Start PROVIDED DATA

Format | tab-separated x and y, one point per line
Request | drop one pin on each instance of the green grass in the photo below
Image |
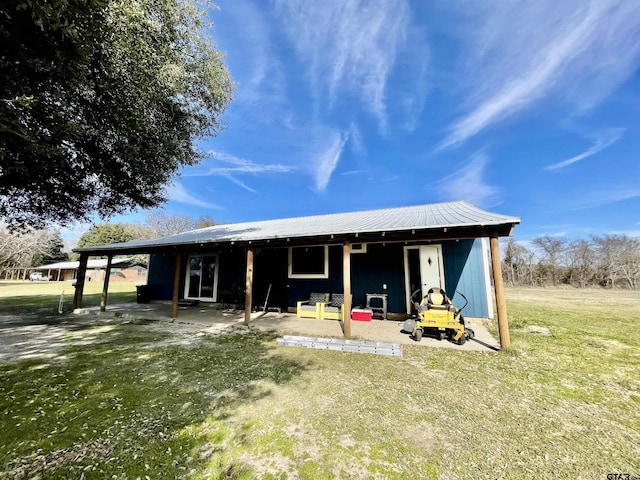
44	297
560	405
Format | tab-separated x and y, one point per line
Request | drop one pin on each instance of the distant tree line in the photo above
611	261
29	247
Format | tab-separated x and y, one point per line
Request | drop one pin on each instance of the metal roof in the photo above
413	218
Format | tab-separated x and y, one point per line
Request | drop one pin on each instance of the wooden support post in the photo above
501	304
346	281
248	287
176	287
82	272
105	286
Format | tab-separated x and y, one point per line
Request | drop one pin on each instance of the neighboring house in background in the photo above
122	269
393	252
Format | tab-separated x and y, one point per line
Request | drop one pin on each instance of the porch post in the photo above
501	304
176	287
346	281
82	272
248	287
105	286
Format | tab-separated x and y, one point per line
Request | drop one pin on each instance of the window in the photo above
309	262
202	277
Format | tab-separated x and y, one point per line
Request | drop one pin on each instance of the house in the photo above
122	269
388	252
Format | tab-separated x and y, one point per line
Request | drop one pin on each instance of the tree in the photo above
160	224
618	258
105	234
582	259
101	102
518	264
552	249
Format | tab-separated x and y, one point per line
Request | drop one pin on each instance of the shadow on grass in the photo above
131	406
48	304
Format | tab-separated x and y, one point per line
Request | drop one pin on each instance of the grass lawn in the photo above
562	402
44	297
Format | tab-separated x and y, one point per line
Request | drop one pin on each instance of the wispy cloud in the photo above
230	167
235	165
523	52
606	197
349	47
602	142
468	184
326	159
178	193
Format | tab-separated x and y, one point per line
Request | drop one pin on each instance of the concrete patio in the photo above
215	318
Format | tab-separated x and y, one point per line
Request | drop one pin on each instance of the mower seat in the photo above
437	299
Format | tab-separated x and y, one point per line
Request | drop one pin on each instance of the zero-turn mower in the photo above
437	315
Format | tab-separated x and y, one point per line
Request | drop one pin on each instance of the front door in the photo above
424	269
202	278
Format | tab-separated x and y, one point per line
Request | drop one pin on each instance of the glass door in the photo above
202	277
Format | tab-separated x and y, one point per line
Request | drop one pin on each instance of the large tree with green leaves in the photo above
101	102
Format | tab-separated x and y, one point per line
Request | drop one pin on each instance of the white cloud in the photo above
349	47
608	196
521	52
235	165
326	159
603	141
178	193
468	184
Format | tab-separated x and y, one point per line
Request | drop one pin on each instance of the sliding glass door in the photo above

End PROVIDED DATA

GOAL OF THE EXERCISE:
Every entry above needs to be retyped exactly; drop the pictures.

COMPLETE OUTPUT:
Format | tab-separated x and y, one point per line
Request | drop one pin on each instance of the green grass in the photo below
Image |
44	297
560	405
Format | tab-separated x and y, one point per line
Request | drop one pin on each instance of the distant tree line in the photo above
611	261
29	247
Format | tab-separated x and y, one point per line
Request | drop one pin on each instance of the metal roof in the photo above
413	218
Format | tab-separated x and y, one point per line
Request | drop one pin on each instance of the wooden support post in the photo above
501	304
346	281
248	287
176	287
82	272
105	286
Format | tab-separated x and y, one point per line
Request | drop one pin on each instance of the neighboring house in background in the photo above
122	269
393	252
Format | tab-separated x and y, one point per line
Request | drop one pin on each instance of the porch post in the photo above
501	304
176	287
346	281
82	272
248	287
105	286
Format | tab-separated x and y, one point per line
Request | drop one pin on each instance of the window in the photo above
309	262
202	277
Format | tab-separated x and y, one point per line
Request | drop one pin on each instance of the house in the photo above
122	269
388	252
Format | tab-separated x and y, one point per line
Request | drop one pin on each instance of the tree in the photo above
160	224
618	258
105	234
582	259
101	102
518	264
552	249
Format | tab-separated x and y, one point per line
Request | drop one pin on each instance of the shadow on grass in the photo above
131	406
48	304
Format | tab-separated x and y, one point per line
Request | drop one pin on each instance of the grass lawn in the photo above
562	402
44	297
Format | tab-separated x and y, one point per line
Request | drop one pin on each instance of the wispy cloud in the photo above
230	167
235	165
523	52
606	197
349	47
602	142
468	184
326	159
178	193
Format | tab-separated x and y, one point per line
Request | drop one pin on each instance of the concrete patio in the photo above
215	318
Format | tab-separated x and y, one point per line
Request | drop one pin on each instance of the mower seat in the photo above
437	299
Format | tab-separated x and y, one point per line
Request | drop one pin on each instance of the zero-turn mower in the photo above
437	315
Format | tab-separated x and y, one point per line
Request | drop one pin on each instance of the front door in the photo above
424	269
202	278
Format | tab-separated x and y, one point per line
Request | drop one pin on each instance of the glass door in the photo above
202	277
Format | tab-separated x and y, one point per line
Request | drop one pin on each instance of the large tree with green leaves in the photo above
101	102
Format | tab-separated x and y, one point per line
Request | drop one pin on each instance of the white cloud in the photo above
349	47
608	196
521	52
235	165
326	159
603	141
178	193
468	184
Format | tab-separated x and y, one point per line
Request | drop one pin on each instance of the sliding glass door in the photo above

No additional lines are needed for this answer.